## DOCUMENT
>>>
Do Something. Anything at All. Seriously, Just Do Something to Get Started

Here is a slightly less magical plan: when you move your books out of Amazon, advertise or promote your books in some way. If you know a site that advertises to Nook users, book an ad for soon after your books go live on BN (and then tell me where you advertised, because non-Amazon ad sites are as rare as snipes). Do something. Anything at all to get some initial sales and, with any luck, provoke your books into continuing to sell.

Because here is another law of physics, one that might actually apply to books: a body at rest tends to stay at rest. A book that isn’t selling tends to continue not to sell. Anti-Select people like to talk about the opportunity cost of Select–all the potential non-Amazon sales you’re giving up by being exclusive to Amazon–but if you are in the other stores, and you’re not selling anything, then you’re incurring an opportunity cost by not being in Select, where you could be sparking sales through giveaways.

Even if you’re generally anti-marketing, then, do something to get sales going. Do a $0.99 sale along with a new release. Book an ad. Blog your ass off. Whatever. The goal is to get the new store you’re in to start selling your book for you so you don’t have to keep doing this stupid marketing stuff.

Here’s an example of all this junk in action. I published Melt Down, the sequel to Breakers, to Barnes & Noble on October 16. My October sales there were 8. 4 for Breakers, 4 for Melt Down. I made $16.30 in October. Melt Down was only out a couple weeks, so why don’t we double that to represent a full month going forward. 16 sales. 3-4/week. $30-40 a month. Whoopee.

In early November, dissatisfied with my new release sales everywhere, I threw a bunch of junk together. A guest post on my friend’s popular blog. An ENT ad. Etc. I reduced Breakers and Melt Down to $0.99. Aided by advertising, being on BN’s new releases list, and a $0.99 sale, I sold a few hundred copies over there. The boost was short-lived. About five days. After that, I restored them to $2.99 and $3.99. But even after things settled down, the sale had given them some visibility. Alsobots. A few reviews. Maybe a bit of word of mouth. Six weeks later, they’re continuing to sell about 3/day. $7/day, $200/month.
<<<
## DIRECTIONS
A - Please reproduce the book-marketing post from "In early November, dissatisfied" up to and including "3/day. $7/day, $200/month.".
B - Locate each line in the entries below that contains the string "white", with case counting, and copy those lines out.

## SUPPLIED MATERIAL
>>>
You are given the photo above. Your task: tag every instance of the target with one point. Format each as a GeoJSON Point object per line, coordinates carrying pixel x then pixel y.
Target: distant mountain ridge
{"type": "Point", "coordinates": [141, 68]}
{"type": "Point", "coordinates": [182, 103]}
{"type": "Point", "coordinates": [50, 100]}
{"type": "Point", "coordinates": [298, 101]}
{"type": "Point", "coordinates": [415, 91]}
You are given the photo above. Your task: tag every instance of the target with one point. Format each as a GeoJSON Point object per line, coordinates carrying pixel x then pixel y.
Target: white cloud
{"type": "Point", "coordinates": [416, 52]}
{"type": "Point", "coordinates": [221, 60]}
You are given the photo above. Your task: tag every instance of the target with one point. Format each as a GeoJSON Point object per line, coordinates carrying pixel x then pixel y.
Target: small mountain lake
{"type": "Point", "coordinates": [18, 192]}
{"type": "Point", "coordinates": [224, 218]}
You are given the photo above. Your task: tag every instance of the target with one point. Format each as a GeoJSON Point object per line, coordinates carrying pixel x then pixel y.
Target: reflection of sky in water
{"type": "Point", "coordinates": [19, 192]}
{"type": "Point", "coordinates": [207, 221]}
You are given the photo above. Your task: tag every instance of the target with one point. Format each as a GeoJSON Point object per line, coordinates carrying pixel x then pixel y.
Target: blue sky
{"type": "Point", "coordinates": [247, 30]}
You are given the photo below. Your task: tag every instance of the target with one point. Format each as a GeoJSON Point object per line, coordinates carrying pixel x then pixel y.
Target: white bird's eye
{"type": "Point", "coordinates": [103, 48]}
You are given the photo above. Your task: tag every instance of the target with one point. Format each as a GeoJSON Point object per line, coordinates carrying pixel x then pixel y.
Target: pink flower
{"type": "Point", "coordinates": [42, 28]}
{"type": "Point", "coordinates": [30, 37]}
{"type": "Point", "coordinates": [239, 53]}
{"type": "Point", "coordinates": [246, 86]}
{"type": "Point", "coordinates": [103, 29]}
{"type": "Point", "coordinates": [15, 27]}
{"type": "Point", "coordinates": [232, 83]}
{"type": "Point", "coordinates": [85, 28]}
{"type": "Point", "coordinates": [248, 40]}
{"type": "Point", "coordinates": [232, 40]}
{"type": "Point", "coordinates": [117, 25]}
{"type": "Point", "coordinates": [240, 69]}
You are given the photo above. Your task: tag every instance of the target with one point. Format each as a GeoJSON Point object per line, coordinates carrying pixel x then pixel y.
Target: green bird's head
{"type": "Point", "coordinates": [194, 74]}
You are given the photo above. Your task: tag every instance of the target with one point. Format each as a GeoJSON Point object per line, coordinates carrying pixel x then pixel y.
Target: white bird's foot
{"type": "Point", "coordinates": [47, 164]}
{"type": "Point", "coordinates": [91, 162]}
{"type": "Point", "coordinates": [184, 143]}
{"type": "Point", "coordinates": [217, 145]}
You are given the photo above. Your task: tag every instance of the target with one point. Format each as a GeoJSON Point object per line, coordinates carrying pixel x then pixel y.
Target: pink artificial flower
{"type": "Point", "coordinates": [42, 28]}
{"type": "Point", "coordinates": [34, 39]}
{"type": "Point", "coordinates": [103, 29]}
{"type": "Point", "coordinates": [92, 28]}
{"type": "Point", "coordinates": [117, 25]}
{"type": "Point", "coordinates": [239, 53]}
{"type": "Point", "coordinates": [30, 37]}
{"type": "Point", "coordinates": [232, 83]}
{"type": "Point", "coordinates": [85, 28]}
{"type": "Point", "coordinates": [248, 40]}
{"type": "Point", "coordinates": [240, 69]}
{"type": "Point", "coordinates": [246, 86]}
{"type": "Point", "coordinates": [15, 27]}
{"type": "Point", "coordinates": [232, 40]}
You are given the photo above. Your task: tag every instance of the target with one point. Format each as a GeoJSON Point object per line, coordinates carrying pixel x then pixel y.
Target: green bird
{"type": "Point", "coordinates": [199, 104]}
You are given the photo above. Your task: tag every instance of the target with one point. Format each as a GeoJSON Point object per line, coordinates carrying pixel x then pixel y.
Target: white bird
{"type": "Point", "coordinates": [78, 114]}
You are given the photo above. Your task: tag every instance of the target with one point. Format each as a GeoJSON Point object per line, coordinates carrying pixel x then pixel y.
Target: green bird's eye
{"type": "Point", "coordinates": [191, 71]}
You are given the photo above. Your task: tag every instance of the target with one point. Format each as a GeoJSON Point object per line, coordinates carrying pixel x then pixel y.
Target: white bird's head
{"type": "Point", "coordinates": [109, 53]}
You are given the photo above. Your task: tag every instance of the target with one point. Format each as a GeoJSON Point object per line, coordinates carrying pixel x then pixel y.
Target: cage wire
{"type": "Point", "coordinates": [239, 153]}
<<<
## EXERCISE SOLUTIONS
A -
In early November, dissatisfied with my new release sales everywhere, I threw a bunch of junk together. A guest post on my friend’s popular blog. An ENT ad. Etc. I reduced Breakers and Melt Down to $0.99. Aided by advertising, being on BN’s new releases list, and a $0.99 sale, I sold a few hundred copies over there. The boost was short-lived. About five days. After that, I restored them to $2.99 and $3.99. But even after things settled down, the sale had given them some visibility. Alsobots. A few reviews. Maybe a bit of word of mouth. Six weeks later, they’re continuing to sell about 3/day. $7/day, $200/month.

B -
Target: white cloud
Target: white bird's eye
Target: white bird's foot
Target: white bird
Target: white bird's head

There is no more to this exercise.